• Exercise description: A word-for-word restatement of every record is required.

[Dataset entries]
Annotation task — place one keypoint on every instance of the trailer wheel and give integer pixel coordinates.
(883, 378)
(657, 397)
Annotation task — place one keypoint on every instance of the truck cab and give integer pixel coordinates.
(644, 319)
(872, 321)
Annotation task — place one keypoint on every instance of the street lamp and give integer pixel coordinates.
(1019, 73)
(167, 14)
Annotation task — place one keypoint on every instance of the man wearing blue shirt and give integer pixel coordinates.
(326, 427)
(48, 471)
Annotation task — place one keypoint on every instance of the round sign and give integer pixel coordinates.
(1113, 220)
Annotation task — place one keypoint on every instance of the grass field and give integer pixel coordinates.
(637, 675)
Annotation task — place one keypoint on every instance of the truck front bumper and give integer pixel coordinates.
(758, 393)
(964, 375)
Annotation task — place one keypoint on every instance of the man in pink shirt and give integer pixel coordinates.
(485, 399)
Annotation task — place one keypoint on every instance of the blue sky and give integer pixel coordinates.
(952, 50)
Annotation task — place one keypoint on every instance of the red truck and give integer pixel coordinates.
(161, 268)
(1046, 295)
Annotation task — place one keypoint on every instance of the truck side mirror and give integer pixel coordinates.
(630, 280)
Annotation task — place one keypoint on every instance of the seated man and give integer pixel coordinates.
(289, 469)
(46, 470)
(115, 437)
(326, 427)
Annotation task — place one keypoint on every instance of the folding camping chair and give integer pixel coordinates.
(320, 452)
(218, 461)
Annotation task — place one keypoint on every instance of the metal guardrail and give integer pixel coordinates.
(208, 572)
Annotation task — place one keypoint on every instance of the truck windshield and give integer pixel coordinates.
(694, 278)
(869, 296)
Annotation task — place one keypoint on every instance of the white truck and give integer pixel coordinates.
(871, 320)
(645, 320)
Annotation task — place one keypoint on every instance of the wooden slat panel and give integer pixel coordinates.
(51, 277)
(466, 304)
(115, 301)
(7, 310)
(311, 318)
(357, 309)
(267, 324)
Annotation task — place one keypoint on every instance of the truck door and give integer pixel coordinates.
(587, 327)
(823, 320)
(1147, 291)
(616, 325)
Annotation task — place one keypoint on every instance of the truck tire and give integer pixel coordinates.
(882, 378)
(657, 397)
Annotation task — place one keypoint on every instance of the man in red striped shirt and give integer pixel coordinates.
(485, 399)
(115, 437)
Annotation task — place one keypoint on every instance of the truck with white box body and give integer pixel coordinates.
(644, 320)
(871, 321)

• Answer for the task:
Annotation task — place one keypoint on every instance of the trailer wheel and give integer pixel coordinates.
(883, 378)
(657, 397)
Annotation task — place one keypoint on every instance of the truck cab and give integer pixel coordinates.
(644, 319)
(872, 321)
Annotation task — place one keypoint on every instance of the street lamp and give integer pixel coordinates.
(1019, 73)
(167, 14)
Annotation task — place one keypoint on every instance of the man wearing blue shirt and give integer pixel coordinates.
(326, 427)
(48, 471)
Annotation task — place one keypoint on every instance of the round sign and give integer pixel coordinates.
(1113, 220)
Annotation task — place one keypoint on every instance of the grass field and give integer pixel coordinates.
(637, 675)
Annotation task — place one keypoint on every instance of the truck front bumper and give integer pixel coordinates.
(758, 393)
(964, 375)
Annotation task — place one keypoint on every instance of the man in pink shirt and give integer pixel coordinates.
(485, 399)
Annotation task — place one keypoint on every instance of the blue sky and give integer pixel coordinates.
(952, 50)
Annotation task — place one keypoint on every instance of the red truck and give integer pixel coordinates.
(161, 268)
(1046, 295)
Annotation task — place one keypoint on every instance of the truck side mirror and give integer pixel coordinates.
(630, 280)
Annotation task — place one keypoint on every instance of the seated man and give integer pixel coordinates.
(289, 469)
(46, 470)
(115, 437)
(326, 427)
Annotation task — place one keypoint on every instance of the folding camping chair and give integer pixel coordinates.
(320, 452)
(218, 461)
Annotation task — place one keypoint on every instance of the metal guardrail and give integer pixel coordinates.
(208, 572)
Annotation task — place one keypoint on every instance of the truck windshield and give integer pixel coordinates.
(694, 278)
(869, 296)
Annotation task — place one keypoint on every instance of the white truck and give integer pixel coordinates.
(871, 320)
(645, 320)
Annotation task — place one keypoint on every instance of the wooden slat panel and give integer pixel coordinates.
(51, 277)
(466, 304)
(115, 301)
(7, 310)
(311, 318)
(357, 309)
(267, 324)
Annotation task — place one keypoint on every instance of the truck door and give integer pixel coordinates.
(587, 327)
(823, 320)
(1147, 291)
(616, 325)
Annotation task — place one keypoint on every instance of the truck tire and give integer pixel coordinates.
(882, 378)
(657, 397)
Annotation task — place one keypoint on every instance of the man in red striped shirt and give integer pixel coordinates.
(485, 399)
(115, 437)
Annotation task — place one keypoint on every instance of the truck with white box body and give integer pixel coordinates.
(644, 320)
(871, 321)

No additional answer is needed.